The fallout from the coronavirus pandemic has pushed Lord &Taylor, one of the oldest U.S. department store chains,into bankruptcy along with the parent company of Men's Wearhouse and Jos. A Bank, underscoring the upheaval in the apparel retail sector.

Lord &Taylor temporarily shuttered its 38 brick-and-mortar stores in March but continued to sell online as states imposed restrictions on non-essential stores as part of the effort to curb the spread of the coronavirus.

The Chapter 11 petition filed Sunday in U.S. Bankruptcy Court in Richmond, Virginia, came less than a year after Le Tote, a rental subscription-based fashion brand, purchased Lord &Taylor from Hudson's Bay Co, parent of upscale retailer Saks Fifth Avenue.

The coronavirus pandemic has forced other apparel retailers into bankruptcy, including JC Penney, Neiman Marcus, J. Crew, Brooks Brothers, Stage Stores, Ann Taylor and Lane Bryant.

In the court filing, Lord &Taylor said it plans to hold going-out-of-business sales at its stores.

Lord &Taylor began in 1826 when Samuel Lord and George Washington Taylor opened a dry-goods store in Manhattan. It became an industry icon.

Lord &Taylor was the first to install an elevator, a marvel in its day and the invention that made New York's skyscrapers possible. It also was the first to hire a woman CEO, Dorothy Shaver, who made Lord &Taylor a showcase for American designers in the 1940s and 1950s.

****************************************

Tasks to perform:
A) Rewrite the Lord & Taylor article between "The coronavirus pandemic has forced" and "1940s and 1950s.", inclusive, replacing "dry-goods store" with "clothing shop".
B) Answer these questions from the Lord & Taylor article:
(i) How many brick-and-mortar stores did Lord & Taylor temporarily close in March?
(ii) In which city was the Chapter 11 petition filed?
(iii) Who was the first woman CEO hired by Lord & Taylor?
C) Continue the article on the Lord & Taylor bankruptcy from its last sentence.
The records have no connection to the text.

Records from a data collection
****************************************

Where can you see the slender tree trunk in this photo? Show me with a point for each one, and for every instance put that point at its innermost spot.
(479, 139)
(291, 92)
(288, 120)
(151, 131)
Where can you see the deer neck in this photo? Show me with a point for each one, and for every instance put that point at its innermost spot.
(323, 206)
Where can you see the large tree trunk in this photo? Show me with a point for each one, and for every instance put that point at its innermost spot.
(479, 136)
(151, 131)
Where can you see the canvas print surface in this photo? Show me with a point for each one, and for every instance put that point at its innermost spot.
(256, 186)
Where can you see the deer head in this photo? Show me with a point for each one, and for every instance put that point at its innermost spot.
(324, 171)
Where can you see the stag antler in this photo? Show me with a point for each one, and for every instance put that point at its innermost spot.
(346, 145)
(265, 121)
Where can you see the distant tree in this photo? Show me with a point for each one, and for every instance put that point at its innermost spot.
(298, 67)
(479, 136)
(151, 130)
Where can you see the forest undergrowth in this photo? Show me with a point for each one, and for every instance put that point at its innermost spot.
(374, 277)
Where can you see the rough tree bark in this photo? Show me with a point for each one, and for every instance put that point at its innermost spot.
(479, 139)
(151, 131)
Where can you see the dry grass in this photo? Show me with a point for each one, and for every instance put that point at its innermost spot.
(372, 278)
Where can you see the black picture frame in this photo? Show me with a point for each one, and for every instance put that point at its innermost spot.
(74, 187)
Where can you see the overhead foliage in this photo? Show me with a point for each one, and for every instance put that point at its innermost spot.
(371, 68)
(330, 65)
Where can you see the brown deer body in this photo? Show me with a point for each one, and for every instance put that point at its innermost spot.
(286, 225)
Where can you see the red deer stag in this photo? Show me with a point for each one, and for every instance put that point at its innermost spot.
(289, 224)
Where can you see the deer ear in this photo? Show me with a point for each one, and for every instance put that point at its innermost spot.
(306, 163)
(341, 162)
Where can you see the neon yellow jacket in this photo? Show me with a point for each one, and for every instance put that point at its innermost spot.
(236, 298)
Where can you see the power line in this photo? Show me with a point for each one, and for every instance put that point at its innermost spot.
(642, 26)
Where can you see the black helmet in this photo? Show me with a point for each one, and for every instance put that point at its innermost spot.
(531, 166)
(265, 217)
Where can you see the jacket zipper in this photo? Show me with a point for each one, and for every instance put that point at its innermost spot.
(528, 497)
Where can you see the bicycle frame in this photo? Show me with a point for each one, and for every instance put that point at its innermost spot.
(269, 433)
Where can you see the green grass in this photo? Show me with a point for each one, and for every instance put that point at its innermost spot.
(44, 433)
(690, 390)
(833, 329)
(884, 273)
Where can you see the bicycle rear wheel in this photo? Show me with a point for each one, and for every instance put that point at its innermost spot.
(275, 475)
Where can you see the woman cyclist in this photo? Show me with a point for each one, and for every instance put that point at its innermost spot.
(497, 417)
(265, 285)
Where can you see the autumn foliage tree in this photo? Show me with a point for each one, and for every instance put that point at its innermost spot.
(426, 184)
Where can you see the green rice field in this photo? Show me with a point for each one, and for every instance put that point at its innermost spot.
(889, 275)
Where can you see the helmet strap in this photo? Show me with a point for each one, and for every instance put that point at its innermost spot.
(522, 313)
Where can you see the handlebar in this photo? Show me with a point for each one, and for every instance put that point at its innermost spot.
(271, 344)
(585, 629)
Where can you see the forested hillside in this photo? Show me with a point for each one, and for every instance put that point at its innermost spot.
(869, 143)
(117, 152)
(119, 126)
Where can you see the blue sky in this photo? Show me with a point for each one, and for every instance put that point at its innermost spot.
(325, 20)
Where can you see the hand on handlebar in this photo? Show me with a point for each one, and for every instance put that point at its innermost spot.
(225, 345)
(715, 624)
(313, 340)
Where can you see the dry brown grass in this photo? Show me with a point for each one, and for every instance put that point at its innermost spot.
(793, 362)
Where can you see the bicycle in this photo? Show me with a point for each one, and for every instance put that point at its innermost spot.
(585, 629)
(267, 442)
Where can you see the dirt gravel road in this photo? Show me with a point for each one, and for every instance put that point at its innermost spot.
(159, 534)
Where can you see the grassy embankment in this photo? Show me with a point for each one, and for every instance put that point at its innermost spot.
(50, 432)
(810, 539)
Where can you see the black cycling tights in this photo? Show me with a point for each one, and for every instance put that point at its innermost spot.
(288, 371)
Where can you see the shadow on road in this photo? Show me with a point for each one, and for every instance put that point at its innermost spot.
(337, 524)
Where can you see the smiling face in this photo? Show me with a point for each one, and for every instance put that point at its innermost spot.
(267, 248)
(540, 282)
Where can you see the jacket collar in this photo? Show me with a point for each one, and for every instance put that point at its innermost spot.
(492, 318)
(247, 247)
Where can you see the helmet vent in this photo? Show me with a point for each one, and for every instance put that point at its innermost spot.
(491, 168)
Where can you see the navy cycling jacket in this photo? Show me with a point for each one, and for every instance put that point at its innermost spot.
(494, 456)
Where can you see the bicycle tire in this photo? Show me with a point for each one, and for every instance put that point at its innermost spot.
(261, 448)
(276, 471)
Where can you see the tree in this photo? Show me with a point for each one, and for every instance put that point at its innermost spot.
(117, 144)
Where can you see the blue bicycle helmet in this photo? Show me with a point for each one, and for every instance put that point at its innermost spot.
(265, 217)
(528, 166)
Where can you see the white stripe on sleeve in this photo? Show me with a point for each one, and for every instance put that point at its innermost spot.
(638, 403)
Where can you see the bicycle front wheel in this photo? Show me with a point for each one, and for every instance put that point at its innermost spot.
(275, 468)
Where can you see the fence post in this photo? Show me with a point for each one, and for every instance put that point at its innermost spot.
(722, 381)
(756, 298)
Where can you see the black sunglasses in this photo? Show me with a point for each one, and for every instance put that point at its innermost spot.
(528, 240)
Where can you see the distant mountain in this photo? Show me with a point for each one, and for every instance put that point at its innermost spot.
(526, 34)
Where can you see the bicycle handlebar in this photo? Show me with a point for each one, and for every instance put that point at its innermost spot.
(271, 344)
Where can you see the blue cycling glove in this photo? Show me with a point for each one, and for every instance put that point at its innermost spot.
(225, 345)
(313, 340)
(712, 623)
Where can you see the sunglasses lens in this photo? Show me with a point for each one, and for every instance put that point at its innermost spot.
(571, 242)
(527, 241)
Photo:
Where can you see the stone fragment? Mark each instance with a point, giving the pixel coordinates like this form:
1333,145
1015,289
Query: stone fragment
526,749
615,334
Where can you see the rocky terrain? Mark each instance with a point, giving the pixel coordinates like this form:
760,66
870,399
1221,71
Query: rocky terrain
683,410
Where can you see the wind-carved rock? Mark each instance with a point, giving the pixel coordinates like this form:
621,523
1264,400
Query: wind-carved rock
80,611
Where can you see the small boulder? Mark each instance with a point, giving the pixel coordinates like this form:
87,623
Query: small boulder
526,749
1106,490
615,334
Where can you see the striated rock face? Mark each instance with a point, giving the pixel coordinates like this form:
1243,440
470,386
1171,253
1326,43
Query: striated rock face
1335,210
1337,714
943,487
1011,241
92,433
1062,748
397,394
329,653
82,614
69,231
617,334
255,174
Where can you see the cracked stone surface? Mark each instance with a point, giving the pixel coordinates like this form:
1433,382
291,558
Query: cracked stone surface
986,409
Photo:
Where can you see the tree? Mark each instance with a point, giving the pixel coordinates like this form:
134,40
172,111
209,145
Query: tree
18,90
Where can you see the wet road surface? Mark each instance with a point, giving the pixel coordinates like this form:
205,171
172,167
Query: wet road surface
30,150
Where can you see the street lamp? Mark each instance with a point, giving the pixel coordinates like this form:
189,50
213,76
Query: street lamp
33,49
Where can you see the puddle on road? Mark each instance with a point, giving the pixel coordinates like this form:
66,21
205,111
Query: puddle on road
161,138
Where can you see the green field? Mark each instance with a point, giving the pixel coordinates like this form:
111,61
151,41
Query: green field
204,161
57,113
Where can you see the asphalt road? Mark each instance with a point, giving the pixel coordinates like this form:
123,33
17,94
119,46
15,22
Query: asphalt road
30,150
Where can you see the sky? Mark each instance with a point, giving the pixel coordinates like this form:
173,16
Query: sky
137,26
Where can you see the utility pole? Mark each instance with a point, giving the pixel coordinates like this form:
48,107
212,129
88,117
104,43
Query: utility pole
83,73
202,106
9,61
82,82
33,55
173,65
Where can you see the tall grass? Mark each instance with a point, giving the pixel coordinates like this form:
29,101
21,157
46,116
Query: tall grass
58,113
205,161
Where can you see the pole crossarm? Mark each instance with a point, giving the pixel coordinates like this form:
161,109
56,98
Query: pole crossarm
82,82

****************************************

Responses:
A)
The coronavirus pandemic has forced other apparel retailers into bankruptcy, including JC Penney, Neiman Marcus, J. Crew, Brooks Brothers, Stage Stores, Ann Taylor and Lane Bryant.

In the court filing, Lord &Taylor said it plans to hold going-out-of-business sales at its stores.

Lord &Taylor began in 1826 when Samuel Lord and George Washington Taylor opened a clothing shop in Manhattan. It became an industry icon.

Lord &Taylor was the first to install an elevator, a marvel in its day and the invention that made New York's skyscrapers possible. It also was the first to hire a woman CEO, Dorothy Shaver, who made Lord &Taylor a showcase for American designers in the 1940s and 1950s.

B)
(i) 38
(ii) Richmond, Virginia
(iii) Dorothy Shaver

C)
May Co acquired Lord &Taylor in 1986 and added lower-priced goods, held frequent sales and cut investment, eroding the venerable retailer's luxury image.

Lord &Taylor sold its flagship Fifth Avenue store in Manhattan to WeWork for $850 million in February 2019.

WeWork, a provider of shared-office space, pulled its planned IPO in September 2019 because it failed to develop a clear path to profitability, a problem worsened by the coronavirus pandemic, as many worked from home.

Also Sunday, Tailored Brands filed for Chapter 11 bankruptcy protection in Houston. The publicly traded company said it will continue to operate Men's Wearhouse, Jos. A. Bank Clothiers, K&G Fashion Superstore and Moores Clothing for Men.

The company had about 1,400 stores and 18,000 employees. It had already announced plans in July to eliminate 20 percent of its corporate jobs and close up to 500 stores. On Sunday, the company said it planned to use the restructuring process to slash its debt by at least $630 million.

"Our brands have served their communities for decades and built deeply loyal relationships with customers," Dinesh Lathi, CEO of Tailored Brands, said in a statement.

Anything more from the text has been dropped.